Description of the task:
Beginning with the line that contains "Isolate any visible white vent", write out each remaining line of the records below exactly. Do not copy any picture.
========================================
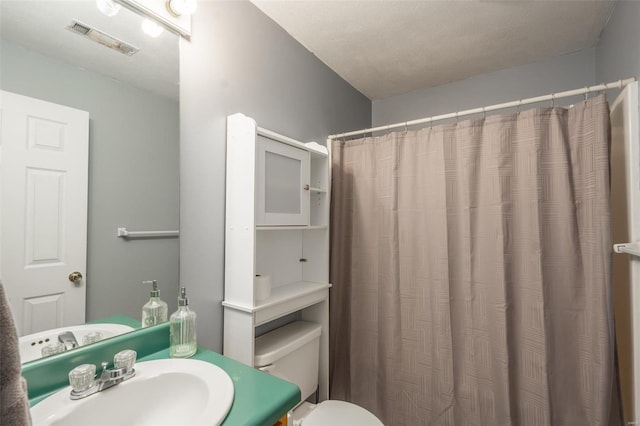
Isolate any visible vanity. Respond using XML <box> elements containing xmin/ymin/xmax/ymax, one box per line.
<box><xmin>24</xmin><ymin>321</ymin><xmax>300</xmax><ymax>425</ymax></box>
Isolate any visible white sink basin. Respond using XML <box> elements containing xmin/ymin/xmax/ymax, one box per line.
<box><xmin>31</xmin><ymin>359</ymin><xmax>235</xmax><ymax>426</ymax></box>
<box><xmin>19</xmin><ymin>323</ymin><xmax>135</xmax><ymax>363</ymax></box>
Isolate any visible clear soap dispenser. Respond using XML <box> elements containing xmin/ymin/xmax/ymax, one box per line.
<box><xmin>141</xmin><ymin>280</ymin><xmax>168</xmax><ymax>328</ymax></box>
<box><xmin>169</xmin><ymin>287</ymin><xmax>197</xmax><ymax>358</ymax></box>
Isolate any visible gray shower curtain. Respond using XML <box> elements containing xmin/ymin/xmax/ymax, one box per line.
<box><xmin>329</xmin><ymin>95</ymin><xmax>618</xmax><ymax>425</ymax></box>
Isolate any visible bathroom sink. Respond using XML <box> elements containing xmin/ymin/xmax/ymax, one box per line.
<box><xmin>19</xmin><ymin>323</ymin><xmax>135</xmax><ymax>363</ymax></box>
<box><xmin>31</xmin><ymin>358</ymin><xmax>235</xmax><ymax>426</ymax></box>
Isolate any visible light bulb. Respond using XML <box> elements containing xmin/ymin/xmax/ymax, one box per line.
<box><xmin>96</xmin><ymin>0</ymin><xmax>121</xmax><ymax>17</ymax></box>
<box><xmin>142</xmin><ymin>19</ymin><xmax>164</xmax><ymax>38</ymax></box>
<box><xmin>167</xmin><ymin>0</ymin><xmax>197</xmax><ymax>17</ymax></box>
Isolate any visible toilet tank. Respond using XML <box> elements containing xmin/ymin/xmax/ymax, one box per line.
<box><xmin>254</xmin><ymin>321</ymin><xmax>322</xmax><ymax>401</ymax></box>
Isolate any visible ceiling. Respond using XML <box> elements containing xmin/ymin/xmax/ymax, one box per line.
<box><xmin>251</xmin><ymin>0</ymin><xmax>616</xmax><ymax>100</ymax></box>
<box><xmin>0</xmin><ymin>0</ymin><xmax>179</xmax><ymax>101</ymax></box>
<box><xmin>1</xmin><ymin>1</ymin><xmax>615</xmax><ymax>103</ymax></box>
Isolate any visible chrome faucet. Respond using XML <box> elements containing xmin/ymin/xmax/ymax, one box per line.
<box><xmin>68</xmin><ymin>350</ymin><xmax>137</xmax><ymax>400</ymax></box>
<box><xmin>58</xmin><ymin>331</ymin><xmax>79</xmax><ymax>350</ymax></box>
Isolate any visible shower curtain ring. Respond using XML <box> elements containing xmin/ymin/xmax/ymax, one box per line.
<box><xmin>551</xmin><ymin>94</ymin><xmax>555</xmax><ymax>108</ymax></box>
<box><xmin>404</xmin><ymin>123</ymin><xmax>408</xmax><ymax>133</ymax></box>
<box><xmin>482</xmin><ymin>107</ymin><xmax>486</xmax><ymax>119</ymax></box>
<box><xmin>584</xmin><ymin>87</ymin><xmax>589</xmax><ymax>101</ymax></box>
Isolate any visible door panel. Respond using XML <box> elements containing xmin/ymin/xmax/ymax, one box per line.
<box><xmin>25</xmin><ymin>168</ymin><xmax>65</xmax><ymax>266</ymax></box>
<box><xmin>22</xmin><ymin>293</ymin><xmax>65</xmax><ymax>334</ymax></box>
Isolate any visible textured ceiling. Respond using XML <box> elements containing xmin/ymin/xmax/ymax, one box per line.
<box><xmin>251</xmin><ymin>0</ymin><xmax>616</xmax><ymax>100</ymax></box>
<box><xmin>0</xmin><ymin>0</ymin><xmax>179</xmax><ymax>101</ymax></box>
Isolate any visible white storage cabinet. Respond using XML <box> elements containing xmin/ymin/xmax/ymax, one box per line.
<box><xmin>223</xmin><ymin>113</ymin><xmax>330</xmax><ymax>401</ymax></box>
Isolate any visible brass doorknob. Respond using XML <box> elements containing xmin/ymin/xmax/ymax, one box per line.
<box><xmin>68</xmin><ymin>271</ymin><xmax>83</xmax><ymax>283</ymax></box>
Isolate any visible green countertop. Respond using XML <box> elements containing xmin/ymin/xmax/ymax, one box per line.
<box><xmin>25</xmin><ymin>320</ymin><xmax>301</xmax><ymax>426</ymax></box>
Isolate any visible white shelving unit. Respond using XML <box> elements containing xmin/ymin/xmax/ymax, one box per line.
<box><xmin>223</xmin><ymin>113</ymin><xmax>330</xmax><ymax>401</ymax></box>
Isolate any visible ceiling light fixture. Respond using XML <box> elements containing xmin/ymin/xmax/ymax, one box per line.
<box><xmin>141</xmin><ymin>18</ymin><xmax>164</xmax><ymax>38</ymax></box>
<box><xmin>96</xmin><ymin>0</ymin><xmax>121</xmax><ymax>17</ymax></box>
<box><xmin>166</xmin><ymin>0</ymin><xmax>197</xmax><ymax>17</ymax></box>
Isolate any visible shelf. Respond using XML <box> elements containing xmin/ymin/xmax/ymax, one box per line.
<box><xmin>222</xmin><ymin>281</ymin><xmax>331</xmax><ymax>326</ymax></box>
<box><xmin>256</xmin><ymin>225</ymin><xmax>328</xmax><ymax>231</ymax></box>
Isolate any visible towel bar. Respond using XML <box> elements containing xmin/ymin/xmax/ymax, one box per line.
<box><xmin>117</xmin><ymin>227</ymin><xmax>179</xmax><ymax>239</ymax></box>
<box><xmin>613</xmin><ymin>242</ymin><xmax>640</xmax><ymax>257</ymax></box>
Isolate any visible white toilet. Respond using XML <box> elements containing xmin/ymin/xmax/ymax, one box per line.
<box><xmin>254</xmin><ymin>321</ymin><xmax>383</xmax><ymax>426</ymax></box>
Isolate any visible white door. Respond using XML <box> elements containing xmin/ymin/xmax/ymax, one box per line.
<box><xmin>0</xmin><ymin>91</ymin><xmax>89</xmax><ymax>336</ymax></box>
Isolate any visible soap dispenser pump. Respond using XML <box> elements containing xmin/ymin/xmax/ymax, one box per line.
<box><xmin>141</xmin><ymin>280</ymin><xmax>168</xmax><ymax>328</ymax></box>
<box><xmin>169</xmin><ymin>287</ymin><xmax>197</xmax><ymax>358</ymax></box>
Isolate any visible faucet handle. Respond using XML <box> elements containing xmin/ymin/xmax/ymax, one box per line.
<box><xmin>114</xmin><ymin>349</ymin><xmax>137</xmax><ymax>370</ymax></box>
<box><xmin>41</xmin><ymin>341</ymin><xmax>66</xmax><ymax>357</ymax></box>
<box><xmin>82</xmin><ymin>331</ymin><xmax>103</xmax><ymax>345</ymax></box>
<box><xmin>69</xmin><ymin>364</ymin><xmax>96</xmax><ymax>392</ymax></box>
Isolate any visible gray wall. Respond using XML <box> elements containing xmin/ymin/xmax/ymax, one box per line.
<box><xmin>0</xmin><ymin>39</ymin><xmax>180</xmax><ymax>322</ymax></box>
<box><xmin>373</xmin><ymin>48</ymin><xmax>596</xmax><ymax>126</ymax></box>
<box><xmin>371</xmin><ymin>0</ymin><xmax>640</xmax><ymax>128</ymax></box>
<box><xmin>180</xmin><ymin>1</ymin><xmax>371</xmax><ymax>351</ymax></box>
<box><xmin>596</xmin><ymin>1</ymin><xmax>640</xmax><ymax>83</ymax></box>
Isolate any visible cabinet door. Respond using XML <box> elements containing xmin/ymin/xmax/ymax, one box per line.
<box><xmin>256</xmin><ymin>135</ymin><xmax>309</xmax><ymax>225</ymax></box>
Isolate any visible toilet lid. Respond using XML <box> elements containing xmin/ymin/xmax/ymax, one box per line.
<box><xmin>303</xmin><ymin>400</ymin><xmax>383</xmax><ymax>426</ymax></box>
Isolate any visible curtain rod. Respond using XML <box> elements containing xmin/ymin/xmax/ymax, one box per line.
<box><xmin>329</xmin><ymin>77</ymin><xmax>637</xmax><ymax>140</ymax></box>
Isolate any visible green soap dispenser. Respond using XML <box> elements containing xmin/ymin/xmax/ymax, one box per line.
<box><xmin>141</xmin><ymin>280</ymin><xmax>168</xmax><ymax>328</ymax></box>
<box><xmin>170</xmin><ymin>287</ymin><xmax>197</xmax><ymax>358</ymax></box>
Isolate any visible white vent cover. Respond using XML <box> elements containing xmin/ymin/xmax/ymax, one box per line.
<box><xmin>66</xmin><ymin>20</ymin><xmax>139</xmax><ymax>56</ymax></box>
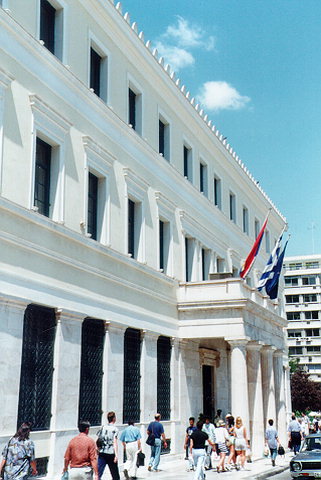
========================================
Expected output:
Isolate any visible white vent cover. Respond using XML <box> elements containing xmin/ymin/xmax/ymax, one box per line.
<box><xmin>66</xmin><ymin>20</ymin><xmax>139</xmax><ymax>56</ymax></box>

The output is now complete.